## ABOUT THIS EXERCISE
In this exercise, each record below is to be written out again exactly.

## PROVIDED DATA
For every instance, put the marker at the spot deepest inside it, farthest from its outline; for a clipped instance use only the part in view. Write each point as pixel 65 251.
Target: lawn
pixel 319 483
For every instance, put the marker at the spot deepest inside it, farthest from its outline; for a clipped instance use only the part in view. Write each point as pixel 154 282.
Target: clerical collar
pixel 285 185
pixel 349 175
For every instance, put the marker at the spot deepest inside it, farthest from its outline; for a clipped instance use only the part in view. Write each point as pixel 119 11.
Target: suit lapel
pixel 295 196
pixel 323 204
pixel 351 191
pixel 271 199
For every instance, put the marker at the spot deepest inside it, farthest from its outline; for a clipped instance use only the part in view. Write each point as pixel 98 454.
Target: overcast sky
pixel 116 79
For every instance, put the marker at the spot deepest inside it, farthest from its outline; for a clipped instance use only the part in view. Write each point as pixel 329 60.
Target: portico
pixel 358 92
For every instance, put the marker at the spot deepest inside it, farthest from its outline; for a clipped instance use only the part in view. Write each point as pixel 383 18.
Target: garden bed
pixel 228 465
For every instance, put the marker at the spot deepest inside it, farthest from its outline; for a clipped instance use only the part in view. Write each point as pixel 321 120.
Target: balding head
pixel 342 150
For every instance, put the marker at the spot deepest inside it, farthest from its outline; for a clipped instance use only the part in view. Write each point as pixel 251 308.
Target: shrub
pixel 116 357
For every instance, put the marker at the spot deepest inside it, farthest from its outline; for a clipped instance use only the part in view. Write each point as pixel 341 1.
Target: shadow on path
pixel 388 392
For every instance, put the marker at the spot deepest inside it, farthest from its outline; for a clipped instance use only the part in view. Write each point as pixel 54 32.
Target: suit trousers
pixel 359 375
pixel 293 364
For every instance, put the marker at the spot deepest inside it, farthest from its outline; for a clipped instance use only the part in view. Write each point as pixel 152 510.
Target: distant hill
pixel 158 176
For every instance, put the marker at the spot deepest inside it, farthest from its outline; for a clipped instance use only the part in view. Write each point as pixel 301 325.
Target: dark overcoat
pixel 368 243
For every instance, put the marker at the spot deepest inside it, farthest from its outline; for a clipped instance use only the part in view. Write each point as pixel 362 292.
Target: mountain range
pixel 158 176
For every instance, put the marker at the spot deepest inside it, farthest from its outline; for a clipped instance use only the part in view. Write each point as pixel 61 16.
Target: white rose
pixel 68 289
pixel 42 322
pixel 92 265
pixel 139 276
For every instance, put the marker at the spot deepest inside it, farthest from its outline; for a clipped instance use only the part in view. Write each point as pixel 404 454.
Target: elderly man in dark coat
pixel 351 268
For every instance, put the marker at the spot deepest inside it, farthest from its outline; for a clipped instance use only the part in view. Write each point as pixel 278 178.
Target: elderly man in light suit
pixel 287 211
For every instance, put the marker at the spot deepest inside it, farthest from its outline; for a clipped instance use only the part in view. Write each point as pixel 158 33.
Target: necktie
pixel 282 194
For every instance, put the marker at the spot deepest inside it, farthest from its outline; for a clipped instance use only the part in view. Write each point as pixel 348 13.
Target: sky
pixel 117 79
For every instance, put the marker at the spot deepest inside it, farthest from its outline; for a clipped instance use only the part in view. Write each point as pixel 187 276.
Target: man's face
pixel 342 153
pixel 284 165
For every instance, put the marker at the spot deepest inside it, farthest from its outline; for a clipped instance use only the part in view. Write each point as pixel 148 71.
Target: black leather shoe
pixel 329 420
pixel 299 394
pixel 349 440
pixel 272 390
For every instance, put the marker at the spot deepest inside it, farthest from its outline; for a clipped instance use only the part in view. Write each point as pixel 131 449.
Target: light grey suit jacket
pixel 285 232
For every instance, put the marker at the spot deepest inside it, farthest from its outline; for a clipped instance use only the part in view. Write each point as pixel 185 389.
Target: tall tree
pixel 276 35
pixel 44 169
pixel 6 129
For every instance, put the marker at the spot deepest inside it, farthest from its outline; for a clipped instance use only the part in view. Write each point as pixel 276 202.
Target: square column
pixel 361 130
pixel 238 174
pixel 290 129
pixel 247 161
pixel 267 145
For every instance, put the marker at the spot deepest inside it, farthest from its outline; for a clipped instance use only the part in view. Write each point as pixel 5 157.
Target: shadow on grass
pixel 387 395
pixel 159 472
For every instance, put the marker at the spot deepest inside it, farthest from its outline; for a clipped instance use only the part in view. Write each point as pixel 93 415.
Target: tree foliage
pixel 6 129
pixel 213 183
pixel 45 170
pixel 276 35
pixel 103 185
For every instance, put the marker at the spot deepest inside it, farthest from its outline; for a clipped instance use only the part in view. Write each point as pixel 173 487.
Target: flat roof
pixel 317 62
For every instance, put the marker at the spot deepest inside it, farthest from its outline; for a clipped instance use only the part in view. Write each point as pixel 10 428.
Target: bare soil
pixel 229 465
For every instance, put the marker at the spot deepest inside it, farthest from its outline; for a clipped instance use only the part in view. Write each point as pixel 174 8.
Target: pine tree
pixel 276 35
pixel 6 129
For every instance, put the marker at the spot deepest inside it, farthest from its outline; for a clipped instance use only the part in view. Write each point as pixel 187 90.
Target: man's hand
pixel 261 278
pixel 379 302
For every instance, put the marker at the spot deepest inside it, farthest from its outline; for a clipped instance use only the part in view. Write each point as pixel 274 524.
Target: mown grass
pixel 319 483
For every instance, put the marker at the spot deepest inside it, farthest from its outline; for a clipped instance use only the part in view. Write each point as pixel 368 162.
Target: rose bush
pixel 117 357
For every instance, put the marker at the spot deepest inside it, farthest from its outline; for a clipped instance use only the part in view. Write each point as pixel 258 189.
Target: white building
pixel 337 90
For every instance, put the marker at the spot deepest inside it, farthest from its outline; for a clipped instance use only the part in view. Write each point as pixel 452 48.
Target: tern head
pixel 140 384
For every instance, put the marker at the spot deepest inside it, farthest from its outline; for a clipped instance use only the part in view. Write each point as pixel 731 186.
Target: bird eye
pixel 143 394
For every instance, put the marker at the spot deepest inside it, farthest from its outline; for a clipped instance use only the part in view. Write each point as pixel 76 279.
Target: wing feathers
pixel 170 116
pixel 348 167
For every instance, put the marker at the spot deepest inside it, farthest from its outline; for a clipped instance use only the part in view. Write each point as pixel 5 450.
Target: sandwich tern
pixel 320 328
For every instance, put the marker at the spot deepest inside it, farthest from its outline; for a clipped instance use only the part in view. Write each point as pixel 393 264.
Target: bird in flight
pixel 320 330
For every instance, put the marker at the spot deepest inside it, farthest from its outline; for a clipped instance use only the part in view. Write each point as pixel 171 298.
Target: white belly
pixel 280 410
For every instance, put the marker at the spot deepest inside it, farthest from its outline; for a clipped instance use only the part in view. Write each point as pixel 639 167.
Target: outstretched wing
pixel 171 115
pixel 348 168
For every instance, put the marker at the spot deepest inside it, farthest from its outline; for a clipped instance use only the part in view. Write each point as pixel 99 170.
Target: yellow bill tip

## SOLUTION FOR THIS EXERCISE
For every instance, put the marker at the spot deepest inside it, farthest from its outline; for a clipped instance use only the part in view. Write each point as pixel 65 251.
Target: lawn
pixel 319 483
For every instance, put the marker at the spot deepest inside it, farthest from its outline; for a clipped instance use only the part in view. Write each point as pixel 154 282.
Target: clerical collar
pixel 285 185
pixel 349 175
For every instance, put the marker at the spot deepest inside it, farthest from its outline; for a clipped instance use only the part in view. Write each point as pixel 119 11.
Target: suit lapel
pixel 295 196
pixel 323 204
pixel 351 191
pixel 271 199
For every instance, put the marker at the spot deepest inside it, farthest from its outline; for a clipped instance use only the part in view. Write each point as pixel 98 454.
Target: overcast sky
pixel 116 79
For every instance, put the marker at the spot deepest inside it, farthest from its outline; for a clipped instance use only the part in view. Write each point as pixel 329 60.
Target: portico
pixel 358 92
For every instance, put the marker at the spot deepest inside it, farthest from its outline; for a clipped instance use only the part in view. Write each point as pixel 383 18.
Target: garden bed
pixel 228 465
For every instance, put the marker at the spot deepest inside it, farthest from its outline; for a clipped instance use only the part in view. Write each point as pixel 321 120.
Target: balding head
pixel 342 150
For every instance, put the marker at the spot deepest inside it, farthest from its outline; for a clipped instance use only the part in view. Write each point as pixel 251 308.
Target: shrub
pixel 116 357
For every instance, put the marker at the spot deepest inside it, farthest from its outline; for a clipped instance use only the part in view. Write each point as pixel 341 1.
Target: shadow on path
pixel 388 392
For every instance, put the marker at the spot deepest inside it, farthest from its outline; for a clipped instance use only the part in view. Write each point as pixel 54 32.
Target: suit trousers
pixel 359 375
pixel 293 364
For every instance, put the marker at the spot deepest inside it, farthest from its outline; for a clipped instance use only the part in view. Write each point as pixel 152 510.
Target: distant hill
pixel 158 176
For every instance, put the marker at the spot deepest inside it, farthest from its outline; for a clipped instance use only the part in view. Write each point as pixel 301 325.
Target: dark overcoat
pixel 368 243
For every instance, put the marker at the spot deepest inside it, farthest from its outline; for a clipped instance use only the part in view. Write each point as pixel 362 292.
Target: mountain range
pixel 158 176
For every instance, put the marker at the spot deepest inside it, farthest from its outline; for a clipped instance use only the part in view. Write each point as pixel 61 16.
Target: white rose
pixel 68 289
pixel 42 322
pixel 92 265
pixel 139 276
For every instance, put the marker at the spot deepest inside it, farthest from its outline; for a clipped instance use only the part in view. Write each point as pixel 404 454.
Target: elderly man in dark coat
pixel 351 268
For every instance, put the marker at the spot deepest inside it, farthest from its outline; for a clipped instance use only the part in view. Write each point as pixel 278 178.
Target: elderly man in light suit
pixel 287 211
For every instance, put the marker at the spot deepest inside it, farthest from its outline; for a clipped instance use only the part in view. Write each point as pixel 158 33.
Target: necktie
pixel 282 194
For every instance, put the marker at the spot deepest inside it, farthest from its outline; for a clipped instance use only the part in view. Write each point as pixel 348 13.
Target: sky
pixel 117 79
For every instance, put the marker at the spot deepest inside it, farthest from its outline; for a clipped instance use only the part in view. Write each point as pixel 187 276.
Target: man's face
pixel 342 153
pixel 284 165
For every instance, put the marker at the spot deepest inside it, farthest from its outline; for a clipped instance use only the part in view. Write each point as pixel 148 71.
Target: black leather shoe
pixel 329 420
pixel 299 394
pixel 349 440
pixel 272 390
For every instance, put the marker at the spot deepest inside it, farthest from its outline; for a clipped instance use only the part in view. Write each point as pixel 131 449.
Target: light grey suit jacket
pixel 285 232
For every instance, put the marker at the spot deepest inside it, farthest from its outline; for a clipped instance use only the part in view. Write each point as pixel 185 389.
Target: tall tree
pixel 276 35
pixel 44 169
pixel 6 129
For every instance, put the marker at the spot deepest inside it, farthest from its outline; for a clipped instance use only the part in view. Write each point as pixel 276 202.
Target: square column
pixel 361 130
pixel 238 174
pixel 290 129
pixel 247 161
pixel 267 145
For every instance, put the marker at the spot deepest inside it, farthest from its outline; for a clipped instance use only the part in view. Write each point as pixel 5 157.
Target: shadow on grass
pixel 387 395
pixel 159 472
For every instance, put the marker at the spot deepest inside it, farthest from its outline; for a clipped instance use only the part in view. Write each point as pixel 93 415.
Target: tree foliage
pixel 6 129
pixel 213 183
pixel 45 170
pixel 276 35
pixel 103 185
For every instance, put the marker at the spot deepest inside it, farthest from its outline; for a clipped instance use only the part in view. Write each point as pixel 173 487.
Target: flat roof
pixel 317 62
For every instance, put the marker at the spot deepest inside it, farthest from its outline; for a clipped instance use only the part in view. Write each point as pixel 10 428.
Target: bare soil
pixel 229 465
For every instance, put the marker at the spot deepest inside it, farthest from its outline; for a clipped instance use only the part in view. Write each point as pixel 174 8.
Target: pine tree
pixel 276 35
pixel 6 129
For every instance, put the marker at the spot deepest inside it, farthest from its outline; for a clipped instance use only the part in view. Write each point as pixel 187 90.
Target: man's hand
pixel 261 278
pixel 379 302
For every instance, put the marker at the spot deepest inside it, farthest from its outline; for a clipped instance use only the part in view. Write each point as pixel 274 524.
Target: mown grass
pixel 319 483
For every instance, put the marker at the spot deepest inside it, farthest from its outline; for a clipped instance use only the part in view. Write each point as pixel 368 162.
Target: rose bush
pixel 117 357
For every instance, put the marker at the spot deepest inside it, farthest from its outline; for a clipped instance use only the part in view. Write each point as pixel 258 189.
Target: white building
pixel 337 90
For every instance, put the marker at the spot deepest inside it, farthest from its outline; for a clipped instance use only the part in view. Write each point as pixel 452 48.
Target: tern head
pixel 140 384
For every instance, put the marker at the spot deepest inside it, farthest from its outline; for a clipped instance use only the part in view. Write each point as pixel 731 186.
Target: bird eye
pixel 143 394
For every instance, put the marker at the spot deepest inside it, farthest from its outline; for a clipped instance use only the part in view. Write each point as pixel 76 279.
Target: wing feathers
pixel 170 116
pixel 348 167
For every instance, put the marker at the spot deepest inside it, farthest from its outline; for a clipped instance use only the part in view. Write each point as pixel 5 450.
Target: sandwich tern
pixel 320 328
For every instance, put the marker at the spot deepest inside it, farthest from its outline; for a clipped instance use only the part in view. Write each point as pixel 393 264.
Target: bird in flight
pixel 320 330
For every instance, put the marker at the spot deepest inside it, farthest from its outline; for a clipped instance use only the part in view. Write each point as pixel 171 298.
Target: white belly
pixel 280 410
For every instance, put the marker at the spot deepest inside it, farthest from its outline; for a clipped instance use only the part in view. Write each point as pixel 639 167.
Target: outstretched wing
pixel 171 115
pixel 348 168
For every instance, put the marker at the spot deepest inside it, farthest from its outline; for a clipped instance use only the part in view. Write each point as pixel 99 170.
Target: yellow bill tip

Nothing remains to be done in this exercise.